Copy all of the records below verbatim.
________________________________________
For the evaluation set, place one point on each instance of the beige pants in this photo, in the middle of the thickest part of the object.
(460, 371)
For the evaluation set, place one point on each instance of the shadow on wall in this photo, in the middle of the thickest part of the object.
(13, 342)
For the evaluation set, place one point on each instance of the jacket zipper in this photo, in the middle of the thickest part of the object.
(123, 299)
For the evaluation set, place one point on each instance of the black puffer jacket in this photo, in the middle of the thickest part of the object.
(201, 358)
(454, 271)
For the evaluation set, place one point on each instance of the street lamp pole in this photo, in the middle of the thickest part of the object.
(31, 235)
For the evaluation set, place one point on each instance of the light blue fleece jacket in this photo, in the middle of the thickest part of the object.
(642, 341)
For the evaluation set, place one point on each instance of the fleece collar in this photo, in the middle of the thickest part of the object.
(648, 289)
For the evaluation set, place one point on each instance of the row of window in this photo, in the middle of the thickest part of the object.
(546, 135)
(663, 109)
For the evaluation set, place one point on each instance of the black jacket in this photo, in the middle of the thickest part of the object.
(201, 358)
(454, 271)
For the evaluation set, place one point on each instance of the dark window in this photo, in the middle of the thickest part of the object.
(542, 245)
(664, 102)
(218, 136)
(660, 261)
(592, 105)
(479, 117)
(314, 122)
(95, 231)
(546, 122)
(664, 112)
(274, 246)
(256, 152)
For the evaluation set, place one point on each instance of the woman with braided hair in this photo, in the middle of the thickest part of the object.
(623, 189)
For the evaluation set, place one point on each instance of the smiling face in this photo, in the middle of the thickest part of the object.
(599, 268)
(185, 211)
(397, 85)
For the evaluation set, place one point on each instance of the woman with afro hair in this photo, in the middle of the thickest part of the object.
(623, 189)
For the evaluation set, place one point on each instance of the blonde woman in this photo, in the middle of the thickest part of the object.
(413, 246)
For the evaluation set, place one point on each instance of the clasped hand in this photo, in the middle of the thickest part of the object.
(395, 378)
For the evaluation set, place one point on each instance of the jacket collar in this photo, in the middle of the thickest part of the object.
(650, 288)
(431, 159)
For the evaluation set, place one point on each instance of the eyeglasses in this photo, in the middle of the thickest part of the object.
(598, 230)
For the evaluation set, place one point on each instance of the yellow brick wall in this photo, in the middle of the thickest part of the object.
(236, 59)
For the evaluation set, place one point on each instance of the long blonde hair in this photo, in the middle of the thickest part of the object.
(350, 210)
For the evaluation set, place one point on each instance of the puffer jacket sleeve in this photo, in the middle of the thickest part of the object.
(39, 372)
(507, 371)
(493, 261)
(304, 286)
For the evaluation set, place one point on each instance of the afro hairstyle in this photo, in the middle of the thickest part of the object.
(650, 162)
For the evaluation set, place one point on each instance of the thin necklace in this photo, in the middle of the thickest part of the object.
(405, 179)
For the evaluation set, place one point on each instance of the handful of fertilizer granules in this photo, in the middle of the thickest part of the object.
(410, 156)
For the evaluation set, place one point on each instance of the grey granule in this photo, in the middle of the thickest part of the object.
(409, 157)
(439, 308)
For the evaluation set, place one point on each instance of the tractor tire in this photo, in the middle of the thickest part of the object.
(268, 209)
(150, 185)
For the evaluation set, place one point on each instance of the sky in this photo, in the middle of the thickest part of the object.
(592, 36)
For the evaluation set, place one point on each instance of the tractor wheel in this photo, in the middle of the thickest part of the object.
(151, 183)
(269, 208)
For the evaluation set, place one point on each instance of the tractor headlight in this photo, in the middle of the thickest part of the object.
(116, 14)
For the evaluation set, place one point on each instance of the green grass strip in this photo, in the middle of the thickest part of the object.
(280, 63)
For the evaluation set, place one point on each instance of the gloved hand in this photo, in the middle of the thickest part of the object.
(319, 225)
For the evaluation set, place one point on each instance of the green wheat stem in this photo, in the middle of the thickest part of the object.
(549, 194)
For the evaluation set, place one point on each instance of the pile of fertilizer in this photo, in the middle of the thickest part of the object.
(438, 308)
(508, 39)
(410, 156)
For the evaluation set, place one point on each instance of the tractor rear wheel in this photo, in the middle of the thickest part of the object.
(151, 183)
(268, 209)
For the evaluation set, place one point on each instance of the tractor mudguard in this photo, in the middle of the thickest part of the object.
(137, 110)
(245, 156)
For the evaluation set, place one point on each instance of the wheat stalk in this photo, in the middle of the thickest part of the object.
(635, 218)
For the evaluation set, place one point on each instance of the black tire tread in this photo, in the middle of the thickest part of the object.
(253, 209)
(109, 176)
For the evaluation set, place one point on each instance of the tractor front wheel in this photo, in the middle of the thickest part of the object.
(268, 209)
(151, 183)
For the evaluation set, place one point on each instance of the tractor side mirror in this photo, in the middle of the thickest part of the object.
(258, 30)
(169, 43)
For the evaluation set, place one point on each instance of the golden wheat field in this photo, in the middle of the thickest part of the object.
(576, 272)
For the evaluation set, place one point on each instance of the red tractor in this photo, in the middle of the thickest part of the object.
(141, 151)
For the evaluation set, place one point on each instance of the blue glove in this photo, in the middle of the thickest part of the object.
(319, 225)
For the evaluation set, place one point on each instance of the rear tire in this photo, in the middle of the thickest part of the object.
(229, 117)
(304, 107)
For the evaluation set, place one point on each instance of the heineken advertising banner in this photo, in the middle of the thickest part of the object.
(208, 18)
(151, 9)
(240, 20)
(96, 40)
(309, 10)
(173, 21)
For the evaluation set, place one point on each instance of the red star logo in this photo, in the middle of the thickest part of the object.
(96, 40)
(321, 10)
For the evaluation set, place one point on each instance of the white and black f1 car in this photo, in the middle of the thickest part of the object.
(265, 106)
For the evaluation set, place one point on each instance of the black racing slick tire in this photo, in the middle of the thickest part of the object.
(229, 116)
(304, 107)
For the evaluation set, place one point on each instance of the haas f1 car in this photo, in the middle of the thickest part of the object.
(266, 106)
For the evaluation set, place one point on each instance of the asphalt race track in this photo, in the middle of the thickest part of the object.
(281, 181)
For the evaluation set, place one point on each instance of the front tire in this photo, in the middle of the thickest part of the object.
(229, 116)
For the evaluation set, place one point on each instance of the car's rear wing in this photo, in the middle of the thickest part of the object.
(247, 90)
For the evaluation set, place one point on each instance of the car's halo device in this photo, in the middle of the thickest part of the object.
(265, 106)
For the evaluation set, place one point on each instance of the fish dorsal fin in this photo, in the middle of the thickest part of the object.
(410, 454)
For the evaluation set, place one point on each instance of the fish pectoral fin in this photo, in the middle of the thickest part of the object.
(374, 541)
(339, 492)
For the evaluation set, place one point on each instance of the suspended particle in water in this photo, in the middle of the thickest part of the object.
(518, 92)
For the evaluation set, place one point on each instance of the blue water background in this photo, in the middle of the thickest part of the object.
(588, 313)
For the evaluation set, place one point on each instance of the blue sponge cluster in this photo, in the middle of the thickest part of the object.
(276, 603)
________________________________________
* **Completed exercise**:
For the evaluation set, place one point on each instance of the beige pants in this photo, in the middle of the thickest part of the object.
(460, 371)
For the evaluation set, place one point on each instance of the shadow on wall in this photo, in the middle of the thickest part of the object.
(13, 342)
For the evaluation set, place one point on each instance of the jacket zipper in this photo, in the middle of the thickest part of the object.
(123, 299)
For the evaluation set, place one point on each instance of the black puffer jacket in this photo, in the middle of the thickest part of the object.
(201, 358)
(454, 271)
For the evaluation set, place one point on each instance of the street lamp pole in this photo, in the middle of the thickest part of the object.
(31, 235)
For the evaluation set, place one point on each instance of the light blue fleece jacket in this photo, in the middle of the thickest part of the object.
(642, 341)
For the evaluation set, place one point on each instance of the fleece collar in this photo, in the middle of the thickest part of the object.
(648, 289)
For the evaluation set, place one point on each instance of the row of window in this photo, in the middle of the thickest part of the object.
(546, 135)
(663, 109)
For the evaluation set, place one point on each instance of the black jacket in this photo, in the middle of the thickest part of the object.
(201, 358)
(454, 271)
For the evaluation set, place one point on each instance of the dark window in this photo, in the middle of the thickest part of the object.
(542, 245)
(664, 102)
(218, 136)
(660, 261)
(592, 105)
(479, 117)
(314, 122)
(95, 231)
(546, 122)
(664, 112)
(274, 246)
(256, 152)
For the evaluation set, place one point on each instance of the woman with braided hair in this photo, in the middle of the thickest part of the object.
(623, 189)
For the evaluation set, place one point on each instance of the smiling face in this photo, in the middle of the thickest part of the object.
(599, 268)
(185, 211)
(397, 85)
For the evaluation set, place one point on each instance of the woman with afro hair in this photo, in the middle of the thickest part of the object.
(623, 189)
For the evaluation set, place one point on each instance of the blonde woman in this photo, in the middle of the thickest part of the object.
(413, 246)
For the evaluation set, place one point on each instance of the clasped hand in this photo, in the middle of the thickest part of the object.
(395, 378)
For the evaluation set, place one point on each instance of the jacket collar in this photo, in the middle of the thickest part of the object.
(650, 288)
(431, 159)
For the evaluation set, place one point on each instance of the eyeglasses in this photo, in the middle of the thickest part of the object.
(598, 230)
For the evaluation set, place one point on each instance of the yellow brick wall in this photo, in the middle of the thickest part of the object.
(236, 59)
For the evaluation set, place one point on each instance of the long blonde hair in this photo, in the middle of the thickest part of the object.
(350, 210)
For the evaluation set, place one point on each instance of the puffer jacket sleeve in this photo, in the middle of the thickest part of the object.
(39, 372)
(507, 371)
(493, 261)
(304, 286)
For the evaluation set, place one point on each instance of the afro hairstyle in this photo, in the middle of the thickest part of the object.
(650, 162)
For the evaluation set, place one point on each instance of the thin necklace in this photo, in the middle of the thickest part of the object.
(405, 179)
For the evaluation set, place one point on each instance of the handful of fertilizer granules in this photo, in the middle of the thickest part of the object.
(410, 156)
For the evaluation set, place one point on each instance of the grey granule in this photo, in the middle of the thickest part of the object.
(409, 157)
(439, 308)
For the evaluation set, place one point on each instance of the tractor tire in this photo, in the middle of the thickest part of the object.
(268, 209)
(150, 185)
For the evaluation set, place one point on each instance of the sky in this photo, in the middle of the thickest part of the object.
(592, 36)
For the evaluation set, place one point on each instance of the tractor wheel in this photo, in the middle of the thickest part of the object.
(151, 183)
(269, 208)
For the evaluation set, place one point on each instance of the tractor headlight in this photo, in the middle of the thickest part of the object.
(116, 14)
For the evaluation set, place one point on each instance of the green grass strip in this photo, in the middle of the thickest part of the object.
(280, 63)
For the evaluation set, place one point on each instance of the gloved hand in this photo, in the middle of the thickest part of the object.
(319, 225)
For the evaluation set, place one point on each instance of the green wheat stem in this photo, in the middle of the thickest part of the object.
(549, 194)
For the evaluation set, place one point on each instance of the pile of fertilizer in this photo, in the middle of the thickest part of the object.
(438, 308)
(508, 39)
(410, 156)
For the evaluation set, place one point on each instance of the tractor rear wheel in this photo, in the middle of the thickest part of the object.
(151, 183)
(268, 209)
For the evaluation set, place one point on each instance of the tractor mudguard in this photo, in the middle of the thickest part of the object.
(137, 110)
(245, 156)
For the evaluation set, place one point on each instance of the wheat stalk in this photo, in the middle of the thickest part of the object.
(635, 218)
For the evaluation set, place one point on each instance of the black tire tread in this photo, in the middle of the thickest part of the object.
(253, 209)
(109, 176)
For the evaluation set, place one point on each instance of the tractor front wheel in this photo, in the middle of the thickest part of the object.
(268, 209)
(151, 183)
For the evaluation set, place one point on each instance of the tractor side mirror in this photo, in the middle of the thickest part of the object.
(258, 30)
(169, 43)
For the evaluation set, place one point on each instance of the golden wheat field in this photo, in the middle of the thickest part of the object.
(576, 272)
For the evaluation set, place one point on each instance of the red tractor in this photo, in the middle of the thickest part of the object.
(141, 151)
For the evaluation set, place one point on each instance of the blue glove in this photo, in the middle of the thickest part of the object.
(319, 225)
For the evaluation set, place one point on each instance of the rear tire in this photo, in the middle of the thickest part of the object.
(229, 117)
(304, 107)
For the evaluation set, place one point on each instance of the heineken advertising banner in this photo, in the middle of the thickest part of the object.
(208, 18)
(151, 9)
(240, 20)
(96, 40)
(309, 10)
(173, 21)
For the evaluation set, place one point on each instance of the red star logo in this photo, in the middle of the thickest part of the object.
(96, 40)
(321, 10)
For the evaluation set, place one point on each instance of the white and black f1 car in this photo, in the middle of the thickest part of the object.
(265, 106)
For the evaluation set, place one point on each instance of the black racing slick tire in this photo, in the middle of the thickest part of the object.
(229, 116)
(304, 107)
For the evaluation set, place one point on each instance of the haas f1 car in this photo, in the middle of the thickest part of the object.
(266, 106)
For the evaluation set, place one point on each instance of the asphalt race track in this photo, in the middle of the thickest part of the object.
(281, 181)
For the evaluation set, place one point on each instance of the front tire in this photo, in the middle of the thickest part of the object.
(229, 116)
For the evaluation set, place one point on each instance of the car's rear wing in this photo, in the middle of the thickest part of the object.
(247, 90)
For the evaluation set, place one point on each instance of the car's halo device in this photo, in the middle of the thickest part of the object.
(265, 106)
For the evaluation set, place one point on each instance of the fish dorsal fin in this photo, in the middle of the thickest part of the object.
(410, 454)
For the evaluation set, place one point on each instance of the fish pectoral fin in this photo, in the middle of the thickest part of the object.
(374, 541)
(339, 492)
For the evaluation set, place one point on each instance of the suspended particle in water in this photo, in the middle of the thickest part of the object.
(518, 92)
For the evaluation set, place one point on each instance of the blue water background in this photo, in the middle of the thickest part of the object.
(588, 313)
For the evaluation set, place one point on each instance of the blue sponge cluster in this photo, in the middle of the thickest part of the object.
(276, 603)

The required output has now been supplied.